• PROBLEM TO SOLVE
Please reproduce every record, keeping each one exactly as written.

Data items
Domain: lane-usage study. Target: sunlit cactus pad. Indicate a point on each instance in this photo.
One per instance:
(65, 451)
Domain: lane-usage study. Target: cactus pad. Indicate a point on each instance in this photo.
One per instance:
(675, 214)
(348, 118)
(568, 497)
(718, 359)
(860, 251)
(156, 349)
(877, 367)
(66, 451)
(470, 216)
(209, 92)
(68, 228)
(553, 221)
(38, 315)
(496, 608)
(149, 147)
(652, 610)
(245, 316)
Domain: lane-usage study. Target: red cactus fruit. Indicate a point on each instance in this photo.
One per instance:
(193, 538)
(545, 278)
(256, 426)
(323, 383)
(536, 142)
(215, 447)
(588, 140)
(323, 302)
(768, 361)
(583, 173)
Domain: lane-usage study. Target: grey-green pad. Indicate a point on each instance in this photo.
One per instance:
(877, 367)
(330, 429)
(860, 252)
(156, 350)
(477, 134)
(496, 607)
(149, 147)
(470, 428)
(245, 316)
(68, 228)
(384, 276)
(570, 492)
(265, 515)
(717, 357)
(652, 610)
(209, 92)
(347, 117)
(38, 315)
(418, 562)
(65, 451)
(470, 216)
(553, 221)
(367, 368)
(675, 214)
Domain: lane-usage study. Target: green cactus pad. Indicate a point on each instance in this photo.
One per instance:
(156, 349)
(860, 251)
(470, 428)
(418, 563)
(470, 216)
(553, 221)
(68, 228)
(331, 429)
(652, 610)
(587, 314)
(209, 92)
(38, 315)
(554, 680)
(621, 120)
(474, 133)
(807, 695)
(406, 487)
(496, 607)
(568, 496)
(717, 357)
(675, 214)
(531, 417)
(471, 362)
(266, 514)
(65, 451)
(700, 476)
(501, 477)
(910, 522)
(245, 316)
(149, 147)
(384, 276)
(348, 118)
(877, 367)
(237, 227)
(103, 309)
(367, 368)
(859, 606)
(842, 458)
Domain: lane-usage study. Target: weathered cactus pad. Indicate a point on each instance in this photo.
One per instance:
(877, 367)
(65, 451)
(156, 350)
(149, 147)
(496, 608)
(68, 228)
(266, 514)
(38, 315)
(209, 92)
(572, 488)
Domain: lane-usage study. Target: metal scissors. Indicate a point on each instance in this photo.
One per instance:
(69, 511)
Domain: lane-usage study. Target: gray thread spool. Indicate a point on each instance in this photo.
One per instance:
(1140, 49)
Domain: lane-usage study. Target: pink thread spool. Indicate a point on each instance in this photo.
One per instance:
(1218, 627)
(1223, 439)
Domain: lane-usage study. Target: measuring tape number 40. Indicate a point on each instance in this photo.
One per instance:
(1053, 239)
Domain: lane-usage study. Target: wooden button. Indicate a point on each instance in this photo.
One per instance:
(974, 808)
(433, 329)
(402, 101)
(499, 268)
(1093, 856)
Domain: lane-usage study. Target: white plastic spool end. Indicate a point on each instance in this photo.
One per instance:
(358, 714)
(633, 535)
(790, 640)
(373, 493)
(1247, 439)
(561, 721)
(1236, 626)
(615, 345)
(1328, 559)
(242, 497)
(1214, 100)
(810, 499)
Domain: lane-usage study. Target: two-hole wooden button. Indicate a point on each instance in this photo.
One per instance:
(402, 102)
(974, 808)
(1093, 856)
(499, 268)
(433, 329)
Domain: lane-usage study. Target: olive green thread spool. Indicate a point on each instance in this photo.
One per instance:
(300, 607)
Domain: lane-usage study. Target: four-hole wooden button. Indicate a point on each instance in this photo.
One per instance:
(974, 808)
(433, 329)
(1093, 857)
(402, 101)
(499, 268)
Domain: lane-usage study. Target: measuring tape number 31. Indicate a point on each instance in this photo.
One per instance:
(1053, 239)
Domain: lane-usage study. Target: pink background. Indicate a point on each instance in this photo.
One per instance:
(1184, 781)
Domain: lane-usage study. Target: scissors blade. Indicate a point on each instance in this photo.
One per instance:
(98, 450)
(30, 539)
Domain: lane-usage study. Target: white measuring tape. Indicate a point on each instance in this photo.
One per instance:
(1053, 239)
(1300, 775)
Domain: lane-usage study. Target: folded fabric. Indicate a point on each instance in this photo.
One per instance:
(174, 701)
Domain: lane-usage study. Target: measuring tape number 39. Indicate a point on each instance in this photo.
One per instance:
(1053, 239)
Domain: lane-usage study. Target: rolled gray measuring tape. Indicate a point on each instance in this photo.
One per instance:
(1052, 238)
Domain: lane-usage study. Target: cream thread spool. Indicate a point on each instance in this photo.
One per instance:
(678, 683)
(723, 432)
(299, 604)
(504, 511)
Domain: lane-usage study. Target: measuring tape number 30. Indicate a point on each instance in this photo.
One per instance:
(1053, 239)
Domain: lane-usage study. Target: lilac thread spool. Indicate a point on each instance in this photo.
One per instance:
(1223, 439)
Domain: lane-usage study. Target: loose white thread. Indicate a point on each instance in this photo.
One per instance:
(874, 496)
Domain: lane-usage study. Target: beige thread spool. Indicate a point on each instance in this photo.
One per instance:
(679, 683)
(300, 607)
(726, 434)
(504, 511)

• TASK ANSWER
Domain: lane-usage study. Target: sunlit cactus pad. Indicate a point on each instance in this photo.
One per instance:
(65, 451)
Domain: lane-usage study. Target: cactus pad. Indicate a point on each instance in this photo.
One per instance:
(675, 214)
(348, 118)
(568, 497)
(718, 359)
(860, 251)
(156, 349)
(877, 367)
(66, 451)
(470, 216)
(209, 92)
(68, 228)
(553, 221)
(38, 315)
(496, 608)
(149, 147)
(652, 610)
(245, 316)
Domain: lane-usage study. Target: red cactus fruit. Indicate a point on each instance in this photo.
One per instance:
(193, 538)
(545, 278)
(256, 426)
(323, 383)
(536, 142)
(215, 447)
(588, 140)
(323, 302)
(768, 361)
(583, 173)
Domain: lane-usage study. Target: grey-green pad. Indicate a point on each instance in this photo.
One per instance:
(877, 367)
(330, 429)
(860, 252)
(156, 350)
(477, 134)
(496, 607)
(149, 147)
(470, 428)
(245, 316)
(68, 228)
(384, 276)
(570, 492)
(265, 515)
(717, 357)
(652, 610)
(209, 92)
(347, 117)
(38, 315)
(418, 562)
(65, 451)
(470, 216)
(553, 221)
(367, 368)
(675, 214)
Domain: lane-usage study. Target: green cactus pad. Indicate a point on each instance in this photo.
One per instance:
(156, 349)
(860, 251)
(470, 428)
(418, 563)
(470, 216)
(553, 221)
(68, 228)
(331, 429)
(652, 610)
(587, 314)
(209, 92)
(38, 315)
(554, 680)
(621, 120)
(474, 133)
(807, 695)
(406, 487)
(496, 607)
(568, 496)
(717, 357)
(675, 214)
(531, 417)
(471, 362)
(266, 514)
(65, 451)
(700, 476)
(501, 477)
(910, 522)
(245, 316)
(149, 147)
(384, 276)
(348, 118)
(877, 367)
(237, 227)
(103, 309)
(367, 368)
(859, 606)
(842, 458)
Domain: lane-usage study. Target: weathered cactus pad. Indicate a point on each instance in this photo.
One per instance:
(877, 367)
(65, 451)
(156, 350)
(149, 147)
(496, 608)
(68, 228)
(266, 514)
(38, 315)
(209, 92)
(572, 488)
Domain: lane-usage study. Target: metal scissors. Indicate a point on each instance in this photo.
One per instance:
(69, 511)
Domain: lane-usage study. Target: gray thread spool. Indicate a point on each instance in this photo.
One per instance:
(1140, 49)
Domain: lane-usage study. Target: pink thread spool. Indicate a point on each instance in this photo.
One per instance:
(1218, 627)
(1223, 439)
Domain: lane-usage study. Target: measuring tape number 40. Indicate a point on each instance in this photo.
One per instance:
(1053, 239)
Domain: lane-usage study. Target: wooden button. Indicate a point on each instance in this photo.
One per instance:
(974, 808)
(433, 329)
(402, 101)
(499, 268)
(1093, 856)
Domain: lane-usage study. Target: white plastic spool end. Indicate a point on each instance in this photo.
One per instance:
(358, 714)
(633, 535)
(790, 640)
(373, 493)
(1247, 439)
(561, 721)
(1236, 626)
(615, 345)
(1328, 559)
(242, 497)
(1214, 100)
(810, 499)
Domain: lane-usage study. Target: two-hole wooden button. Indicate a point on each instance in this photo.
One per instance:
(402, 102)
(974, 808)
(1093, 856)
(499, 268)
(433, 329)
Domain: lane-usage study. Target: olive green thread spool. Indicate a point on each instance in this photo.
One per instance:
(300, 607)
Domain: lane-usage study. Target: four-hole wooden button. Indicate a point on each instance in this photo.
One per instance:
(974, 808)
(433, 329)
(1093, 857)
(402, 101)
(499, 268)
Domain: lane-usage study. Target: measuring tape number 31. Indicate a point on each instance in this photo.
One per instance:
(1053, 239)
Domain: lane-usage study. Target: pink background. Indicate a point on each instance in this photo.
One per instance:
(1184, 781)
Domain: lane-usage study. Target: scissors blade. Indicate a point on each instance in this photo.
One per instance:
(98, 450)
(30, 539)
Domain: lane-usage study. Target: white measuring tape. Indicate a point on each instance in this photo.
One per instance:
(1053, 239)
(1300, 775)
Domain: lane-usage study. Target: folded fabric. Indicate a point on each instance in this photo.
One per instance:
(174, 701)
Domain: lane-usage study. Target: measuring tape number 39. Indicate a point on each instance in this photo.
One per instance:
(1053, 239)
Domain: lane-usage study. Target: rolled gray measuring tape. Indicate a point on each instance in this photo.
One per instance:
(1052, 238)
Domain: lane-usage study. Target: cream thread spool. Indicate a point on each instance in this photo.
One per instance:
(678, 683)
(723, 432)
(299, 604)
(504, 511)
Domain: lane-usage study. Target: measuring tape number 30. Indicate a point on each instance in this photo.
One per instance:
(1053, 239)
Domain: lane-usage study. Target: lilac thread spool. Indicate a point on each instance in this photo.
One per instance:
(1223, 439)
Domain: lane-usage study. Target: loose white thread. Indicate a point on each instance in this photo.
One per instance:
(874, 496)
Domain: lane-usage study. Target: beige thread spool. Indicate a point on each instance in this photo.
One per instance:
(679, 683)
(300, 607)
(726, 434)
(504, 511)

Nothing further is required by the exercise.